▸ GIVEN EXERCISE
In the Monterey Bay transcript below, list each component Kyle Van Houtan names when he describes the underwater robot Ventana.

▸ SELECTION
◆ ◆ ◆ ◆ ◆

CHRISTOPHER JOYCE, BYLINE: There is a place along the California coast where the edge of the continent takes a steep dive into the deep ocean - Monterey Bay. Whales and white sharks swim these depths just a few miles offshore. Scientists come here to study these depths. It's a busy place. Big research boats line the docks. I board one of them to get a look at a multimillion-dollar machine called Ventana sitting on the deck.
KYLE VAN HOUTAN: It's a massive underwater robot - robotic arms, a lot of sensors, machinery, lights, video cameras.
JOYCE: Kyle Van Houtan is chief scientist with the Monterey Bay Aquarium. With their partner, the Aquarium Research Institute, they've been sending Ventana thousands of feet deep into the bay in search of plastic.
VAN HOUTAN: The deep ocean is the largest ecosystem on the planet, and we don't know anything about the plastic in the deep ocean.

◆ ◆ ◆ ◆ ◆

▸ DATA
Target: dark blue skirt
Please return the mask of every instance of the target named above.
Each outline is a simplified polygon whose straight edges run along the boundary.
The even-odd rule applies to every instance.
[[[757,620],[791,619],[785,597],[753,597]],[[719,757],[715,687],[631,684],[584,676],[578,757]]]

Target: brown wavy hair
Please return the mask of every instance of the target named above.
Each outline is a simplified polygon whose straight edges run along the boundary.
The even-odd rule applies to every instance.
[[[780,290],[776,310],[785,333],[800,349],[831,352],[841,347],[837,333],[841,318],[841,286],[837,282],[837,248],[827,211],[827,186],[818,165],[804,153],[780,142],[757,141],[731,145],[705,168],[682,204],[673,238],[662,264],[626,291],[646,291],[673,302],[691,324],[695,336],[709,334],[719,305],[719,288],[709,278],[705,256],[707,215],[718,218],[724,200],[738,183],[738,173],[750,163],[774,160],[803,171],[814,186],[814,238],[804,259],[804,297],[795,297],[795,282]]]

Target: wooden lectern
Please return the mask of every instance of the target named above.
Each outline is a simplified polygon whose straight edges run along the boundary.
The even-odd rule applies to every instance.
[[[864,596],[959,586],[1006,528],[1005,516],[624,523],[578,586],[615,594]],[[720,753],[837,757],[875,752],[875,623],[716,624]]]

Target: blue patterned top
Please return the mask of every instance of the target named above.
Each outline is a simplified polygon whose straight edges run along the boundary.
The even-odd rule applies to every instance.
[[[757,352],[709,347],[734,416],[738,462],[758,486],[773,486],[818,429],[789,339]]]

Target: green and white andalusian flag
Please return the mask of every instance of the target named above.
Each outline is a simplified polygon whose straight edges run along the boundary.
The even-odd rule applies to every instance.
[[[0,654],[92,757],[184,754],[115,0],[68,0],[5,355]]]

◆ ◆ ◆ ◆ ◆

▸ THE RESULT
- Robotic arms
- Sensors
- Machinery
- Lights
- Video cameras